▸ Task directions: Format each line of the data below as an item in a numbered list, leaving out any blank lines.
— Begin Data listing —
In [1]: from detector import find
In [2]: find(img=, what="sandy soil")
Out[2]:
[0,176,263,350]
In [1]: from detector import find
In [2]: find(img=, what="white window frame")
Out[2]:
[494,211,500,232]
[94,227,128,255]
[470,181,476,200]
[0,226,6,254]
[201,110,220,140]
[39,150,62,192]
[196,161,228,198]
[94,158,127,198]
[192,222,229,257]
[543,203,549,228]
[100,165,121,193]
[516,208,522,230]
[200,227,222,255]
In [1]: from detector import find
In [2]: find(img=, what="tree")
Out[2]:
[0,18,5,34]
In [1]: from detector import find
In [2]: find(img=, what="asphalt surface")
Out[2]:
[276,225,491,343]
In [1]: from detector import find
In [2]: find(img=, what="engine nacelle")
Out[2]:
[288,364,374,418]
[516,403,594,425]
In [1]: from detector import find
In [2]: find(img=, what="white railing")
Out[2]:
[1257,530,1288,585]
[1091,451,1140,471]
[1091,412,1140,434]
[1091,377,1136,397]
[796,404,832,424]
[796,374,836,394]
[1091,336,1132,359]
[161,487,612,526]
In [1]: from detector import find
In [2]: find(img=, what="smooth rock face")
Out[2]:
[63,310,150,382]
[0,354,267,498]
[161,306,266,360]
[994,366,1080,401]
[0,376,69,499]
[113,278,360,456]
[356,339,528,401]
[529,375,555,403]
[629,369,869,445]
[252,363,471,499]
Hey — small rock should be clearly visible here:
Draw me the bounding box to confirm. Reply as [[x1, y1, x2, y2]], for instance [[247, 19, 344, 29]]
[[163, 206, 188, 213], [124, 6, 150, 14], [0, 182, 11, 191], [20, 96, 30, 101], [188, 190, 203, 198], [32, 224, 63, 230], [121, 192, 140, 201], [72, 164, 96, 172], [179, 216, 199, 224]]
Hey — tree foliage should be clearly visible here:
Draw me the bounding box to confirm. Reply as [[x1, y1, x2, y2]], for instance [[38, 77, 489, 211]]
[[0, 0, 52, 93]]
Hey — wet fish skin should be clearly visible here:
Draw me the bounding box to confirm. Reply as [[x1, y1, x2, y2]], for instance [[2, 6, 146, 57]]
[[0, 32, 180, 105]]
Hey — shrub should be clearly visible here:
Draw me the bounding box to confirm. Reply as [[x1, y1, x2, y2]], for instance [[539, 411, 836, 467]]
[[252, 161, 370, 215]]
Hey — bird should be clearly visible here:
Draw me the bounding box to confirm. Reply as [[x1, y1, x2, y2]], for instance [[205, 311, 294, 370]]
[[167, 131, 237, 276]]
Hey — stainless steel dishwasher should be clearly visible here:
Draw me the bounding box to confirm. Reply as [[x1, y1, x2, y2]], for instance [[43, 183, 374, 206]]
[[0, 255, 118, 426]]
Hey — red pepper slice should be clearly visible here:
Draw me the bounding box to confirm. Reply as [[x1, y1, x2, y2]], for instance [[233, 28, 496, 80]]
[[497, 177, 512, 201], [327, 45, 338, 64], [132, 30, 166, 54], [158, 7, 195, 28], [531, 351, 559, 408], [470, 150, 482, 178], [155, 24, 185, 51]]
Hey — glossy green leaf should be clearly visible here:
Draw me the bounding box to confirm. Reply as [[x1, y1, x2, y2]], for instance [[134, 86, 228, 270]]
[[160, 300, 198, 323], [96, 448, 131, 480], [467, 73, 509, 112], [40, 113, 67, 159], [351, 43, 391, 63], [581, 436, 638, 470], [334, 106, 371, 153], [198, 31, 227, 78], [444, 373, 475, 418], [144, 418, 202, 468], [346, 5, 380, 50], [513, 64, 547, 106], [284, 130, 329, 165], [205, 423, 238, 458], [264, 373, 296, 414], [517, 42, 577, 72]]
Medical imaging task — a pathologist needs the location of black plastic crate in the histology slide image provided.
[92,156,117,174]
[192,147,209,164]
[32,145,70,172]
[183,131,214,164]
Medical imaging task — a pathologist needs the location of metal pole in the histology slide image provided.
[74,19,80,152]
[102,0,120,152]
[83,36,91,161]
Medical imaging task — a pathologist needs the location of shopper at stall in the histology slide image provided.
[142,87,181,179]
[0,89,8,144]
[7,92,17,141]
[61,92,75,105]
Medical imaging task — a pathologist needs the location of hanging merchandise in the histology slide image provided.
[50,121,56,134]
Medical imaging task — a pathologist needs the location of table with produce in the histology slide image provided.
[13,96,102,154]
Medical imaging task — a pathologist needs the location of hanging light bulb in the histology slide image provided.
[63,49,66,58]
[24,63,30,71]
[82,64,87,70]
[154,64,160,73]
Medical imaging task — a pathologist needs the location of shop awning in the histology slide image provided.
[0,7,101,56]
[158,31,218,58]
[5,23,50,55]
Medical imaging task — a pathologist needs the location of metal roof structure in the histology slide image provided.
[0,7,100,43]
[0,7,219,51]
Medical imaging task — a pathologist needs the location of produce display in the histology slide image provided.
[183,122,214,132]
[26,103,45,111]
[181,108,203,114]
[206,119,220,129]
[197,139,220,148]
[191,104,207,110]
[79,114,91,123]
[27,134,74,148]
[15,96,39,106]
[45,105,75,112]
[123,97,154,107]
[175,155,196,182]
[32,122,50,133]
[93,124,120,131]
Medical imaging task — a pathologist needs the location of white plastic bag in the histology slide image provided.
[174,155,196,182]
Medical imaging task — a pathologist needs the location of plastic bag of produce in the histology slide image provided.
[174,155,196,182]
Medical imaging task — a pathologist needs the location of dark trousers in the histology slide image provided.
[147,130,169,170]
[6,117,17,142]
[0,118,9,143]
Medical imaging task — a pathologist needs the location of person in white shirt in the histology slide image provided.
— End Data listing —
▸ The solution:
1. In [1]: from detector import find
2. In [2]: find(img=, what="sandy soil")
3. Out[2]:
4. [0,176,263,350]
5. In [1]: from detector import find
6. In [2]: find(img=, what="white window frame")
7. Out[2]:
8. [494,211,500,232]
9. [94,227,128,255]
10. [470,181,476,200]
11. [0,226,6,254]
12. [201,110,220,140]
13. [39,150,62,192]
14. [196,161,228,198]
15. [94,158,127,198]
16. [192,222,229,257]
17. [543,203,549,228]
18. [100,165,121,193]
19. [516,208,522,230]
20. [200,227,222,255]
21. In [1]: from detector import find
22. In [2]: find(img=, what="tree")
23. Out[2]:
24. [0,18,5,34]
25. In [1]: from detector import find
26. In [2]: find(img=, what="asphalt surface")
27. Out[2]:
28. [276,225,491,343]
29. In [1]: from detector import find
30. In [2]: find(img=, what="engine nacelle")
31. Out[2]:
32. [288,364,374,418]
33. [516,403,594,425]
34. In [1]: from detector import find
35. In [2]: find(img=, what="white railing")
36. Out[2]:
37. [1257,530,1288,585]
38. [1091,451,1140,471]
39. [1091,412,1140,434]
40. [1091,377,1136,397]
41. [796,404,832,424]
42. [796,374,836,394]
43. [1091,336,1132,359]
44. [161,487,612,526]
45. In [1]: from detector import find
46. In [2]: find(img=, what="smooth rock face")
47. Out[2]:
48. [63,310,150,382]
49. [0,354,267,498]
50. [161,306,266,360]
51. [994,366,1080,401]
52. [0,376,69,499]
53. [113,278,360,456]
54. [356,339,528,401]
55. [529,375,555,403]
56. [629,369,869,445]
57. [252,363,471,499]
58. Hey — small rock should be clearly visible here:
59. Draw me the bounding box to confirm. Reply as [[x1, y1, x2, y2]], for instance [[247, 19, 344, 29]]
60. [[163, 206, 188, 213], [124, 6, 150, 14], [0, 182, 11, 191], [20, 96, 30, 101], [188, 190, 203, 198], [32, 224, 63, 230], [121, 192, 140, 201], [72, 164, 96, 172], [179, 216, 199, 224]]
61. Hey — tree foliage should be clearly visible here:
62. Draw me the bounding box to confirm. Reply as [[x1, y1, x2, y2]], for instance [[38, 77, 489, 211]]
63. [[0, 0, 52, 93]]
64. Hey — wet fish skin should be clearly visible here:
65. Draw me the bounding box to confirm. Reply as [[x1, y1, x2, y2]], for instance [[2, 6, 146, 57]]
66. [[0, 32, 180, 105]]
67. Hey — shrub should be clearly visible here:
68. Draw me the bounding box to confirm. Reply as [[x1, y1, x2, y2]], for instance [[539, 411, 836, 467]]
69. [[252, 161, 370, 215]]
70. Hey — bird should be clearly visible here:
71. Draw me the bounding box to confirm. Reply as [[x1, y1, x2, y2]], for instance [[205, 311, 294, 370]]
72. [[167, 131, 237, 276]]
73. Hey — stainless steel dishwasher should be clearly visible here:
74. Draw me the bounding box to confirm. Reply as [[x1, y1, x2, y2]], for instance [[43, 183, 374, 206]]
75. [[0, 255, 118, 426]]
76. Hey — red pepper slice should be clearly visible here:
77. Draw me the bounding box to confirm. Reply as [[x1, y1, x2, y2]], for instance [[233, 28, 496, 80]]
78. [[497, 177, 512, 201], [327, 45, 338, 64], [132, 30, 166, 54], [158, 7, 195, 28], [531, 351, 559, 408], [470, 150, 482, 178], [155, 24, 185, 51]]
79. Hey — glossy green leaf should be clearly visible here:
80. Draw me the bounding box to confirm. Reply as [[x1, y1, x2, y2]], for instance [[134, 86, 228, 270]]
81. [[160, 300, 198, 323], [96, 448, 131, 480], [467, 73, 509, 112], [40, 113, 67, 159], [351, 43, 391, 63], [581, 436, 638, 470], [334, 106, 371, 153], [198, 31, 227, 78], [444, 373, 475, 418], [144, 418, 202, 468], [346, 5, 380, 50], [513, 64, 547, 106], [284, 130, 329, 165], [205, 423, 238, 458], [264, 373, 296, 414], [517, 42, 577, 72]]
82. Medical imaging task — a pathologist needs the location of black plastic crate in the histology slide image provided.
83. [92,156,117,174]
84. [192,147,209,164]
85. [32,145,70,172]
86. [183,131,214,164]
87. Medical imaging task — a pathologist needs the location of metal pole in the histology slide image provided.
88. [74,19,80,152]
89. [102,0,120,152]
90. [83,36,91,161]
91. Medical imaging task — a pathologist needs the location of shopper at stall in the histology slide image provided.
92. [142,87,181,179]
93. [0,89,8,144]
94. [7,92,17,141]
95. [61,92,75,105]
96. Medical imaging task — a pathologist needs the location of hanging merchandise in the histology slide image provided.
97. [50,121,56,134]
98. Medical imaging task — a pathologist needs the location of table with produce in the histology slide image provided.
99. [13,96,102,154]
100. Medical imaging task — a pathologist needs the location of hanging light bulb in the histology slide image provided.
101. [63,49,66,58]
102. [24,63,30,71]
103. [82,64,87,70]
104. [154,64,160,73]
105. Medical imaging task — a pathologist needs the location of shop awning in the histology slide image provided.
106. [0,7,101,56]
107. [158,31,218,58]
108. [5,23,50,55]
109. Medical imaging task — a pathologist needs the location of metal roof structure in the histology slide image provided.
110. [0,7,100,43]
111. [0,7,219,51]
112. Medical imaging task — a pathologist needs the location of produce display in the histology slide image provided.
113. [183,122,214,132]
114. [26,103,45,111]
115. [181,108,203,114]
116. [206,119,220,129]
117. [197,139,220,148]
118. [191,104,207,110]
119. [79,114,91,123]
120. [27,134,74,148]
121. [15,96,39,106]
122. [45,105,75,112]
123. [123,97,154,107]
124. [175,155,196,182]
125. [32,122,50,133]
126. [93,124,120,131]
127. Medical imaging task — a pathologist needs the location of white plastic bag in the histology slide image provided.
128. [174,155,196,182]
129. Medical imaging task — a pathologist needs the location of plastic bag of produce in the histology slide image provided.
130. [174,155,196,182]
131. Medical imaging task — a pathologist needs the location of dark trousers in the histology slide image provided.
132. [147,130,169,170]
133. [6,117,17,142]
134. [0,118,9,143]
135. Medical imaging task — a pathologist needs the location of person in white shirt in the histology slide image provided.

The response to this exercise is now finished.